- Brano da leggere:
Quello che era successo nel giro di poco più di due anni sulla parete più ostica del Gran Sasso diede il via ad una nuova energia agli alpinisti del centro Italia. Anche in Appennino quindi e con le dovute cautele, ci si può confrontare con il “grande alpinismo”, prerogativa fino allora riservaata alle Alpi. Questo non significa che si vedrà la ressa sulle vie del Paretone, tutt'altro. Come vedremo in seguito i protagonisti di altre grandi scalate invernali saranno praticamente gli stessi nomi, mente le pareti del Corno Piccolo vedranno un incremento notevole di realizzazioni da parte di numerose cordate. La nota “negativa” sarà la quasi totale assenza della storica SUCAI romana. Non dimentichiamo che sta nascendo l'arrampicata sportiva e che tanti scalatori abbandonano la montagna proiettati verso le assolate falesie.
Poco prima del Natale 1982 Cantalamessa si ripete con la solitaria alla “via FIRST” sulla parete est del Corno Piccolo.
Su questa scia evolutiva, la cordata del quarto Pilastro nel gennaio del 1983 si rimette in gioco. Marcheggiani e Caruso, chieste le chiavi del rifugio Franchetti, vi passano la notte sotto una coltre di coperte. Con poco più di un’ora, spettatori di una magnifica alba sul mare, sono di nuovo all'imbocco del canale Jannetta. Lo scendono con i primi raggi del sole di una magnifica giornata con un chiaro e più ambizioso obiettivo: salire il secondo Pilastro in giornata. Questo, più corto del quarto e del terzo è però più lontano; per raggiungerlo i due devono superare, e prima di allora non era mai successo, la “Cengia obliqua” di oltre 150 metri. Questa si trova sopra gli strapiombi della “Farfalla” e il superamento prevede diversi tiri in arrampicata fino alla base del Pilastro. Va da sé che un’eventuale ritirata sarebbe stata piuttosto complicata visto il forte obliquo di questi tiri e il vuoto degli strapiombi sottostanti. I due alpinisti, anche questa volta senza nulla per un eventuale bivacco, scalano con la “sgradevole” sensazione di essersi chiusa una porta alle loro spalle, hanno l'abitudine di non dire a nessuno dove vanno e la percezione della loro potenziale vulnerabilità è forte, ma è forte anche la loro determinazione. Superano l'intero pilastro e la lunga, bellissima cresta terminale fino in vetta ai 2908 metri della Vetta Orientale in appena sette ore dal rifugio.

- Compiti da svolgere:
[A] Riduci a un elenco puntato il paragrafo del brano che comincia con «Su questa scia evolutiva», conservandone i fatti principali.
[B] Trascrivi fedelmente dal brano il passo che parte dalle parole "Quello che era" e termina dopo le parole "le assolate falesie.".
I dati qui riportati non hanno alcun legame con il brano.

- Dati forniti:
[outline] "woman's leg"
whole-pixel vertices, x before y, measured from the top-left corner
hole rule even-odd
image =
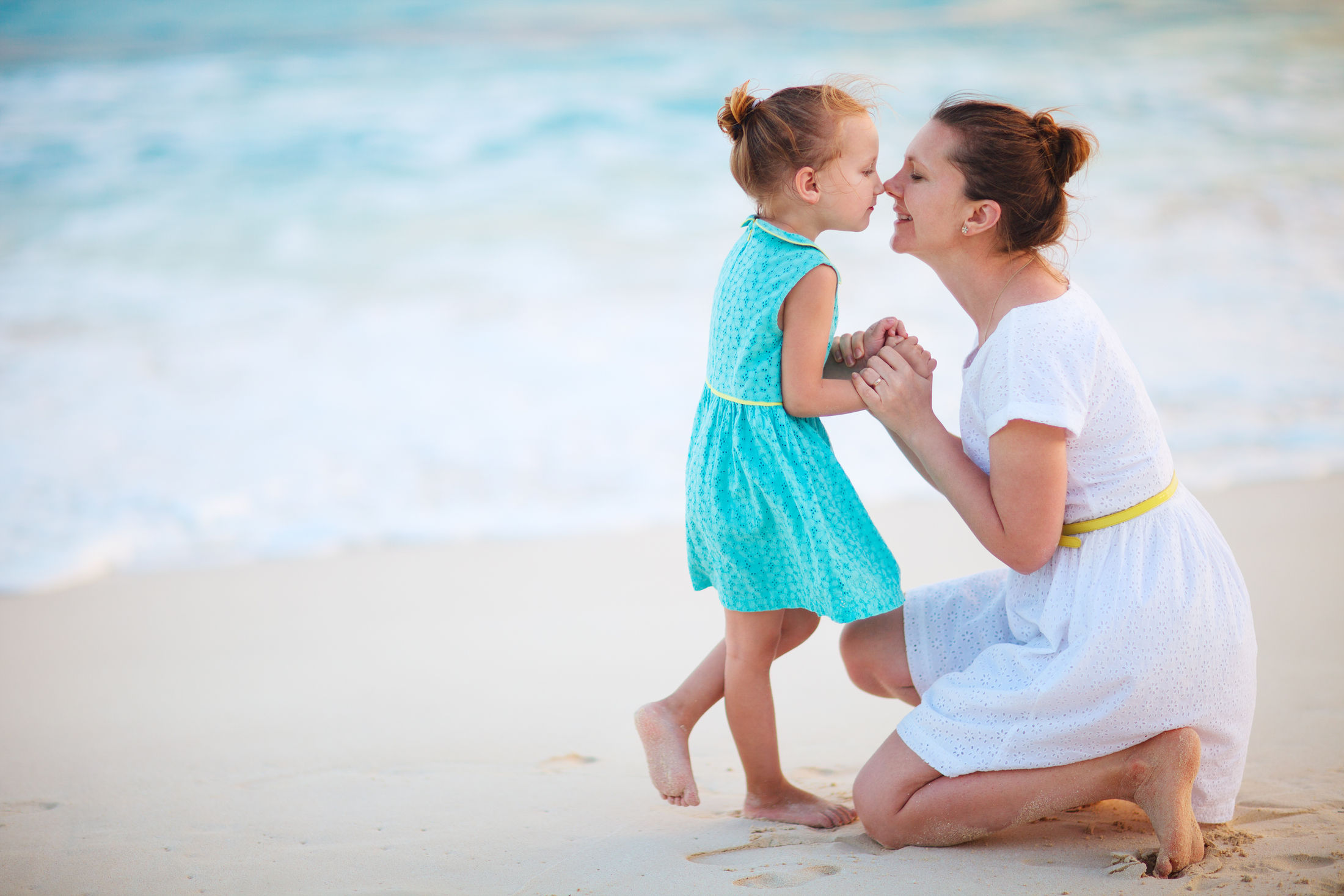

- Risposte per compito:
[A]
- Nel gennaio 1983 Marcheggiani e Caruso, la cordata del quarto Pilastro, tornano in azione.
- Trascorrono la notte nel rifugio Franchetti, di cui si sono fatti dare le chiavi.
- In poco più di un'ora, all'alba, raggiungono l'imbocco del canale Jannetta e lo scendono.
- L'obiettivo è salire in giornata il secondo Pilastro, più corto del quarto e del terzo ma più lontano.
- Per raggiungerlo superano per la prima volta la "Cengia obliqua", lunga oltre 150 metri. Si trova sopra gli strapiombi della "Farfalla" e richiede diversi tiri di arrampicata. Una ritirata sarebbe stata complicata.
- Non hanno materiale per un bivacco e non hanno detto a nessuno dove sarebbero andati. Avvertono la propria vulnerabilità, ma sono determinati.
- Superano il pilastro e la lunga cresta terminale fino alla Vetta Orientale, a 2908 metri, in sette ore dal rifugio.

[B]
Quello che era successo nel giro di poco più di due anni sulla parete più ostica del Gran Sasso diede il via ad una nuova energia agli alpinisti del centro Italia. Anche in Appennino quindi e con le dovute cautele, ci si può confrontare con il “grande alpinismo”, prerogativa fino allora riservaata alle Alpi. Questo non significa che si vedrà la ressa sulle vie del Paretone, tutt'altro. Come vedremo in seguito i protagonisti di altre grandi scalate invernali saranno praticamente gli stessi nomi, mente le pareti del Corno Piccolo vedranno un incremento notevole di realizzazioni da parte di numerose cordate. La nota “negativa” sarà la quasi totale assenza della storica SUCAI romana. Non dimentichiamo che sta nascendo l'arrampicata sportiva e che tanti scalatori abbandonano la montagna proiettati verso le assolate falesie.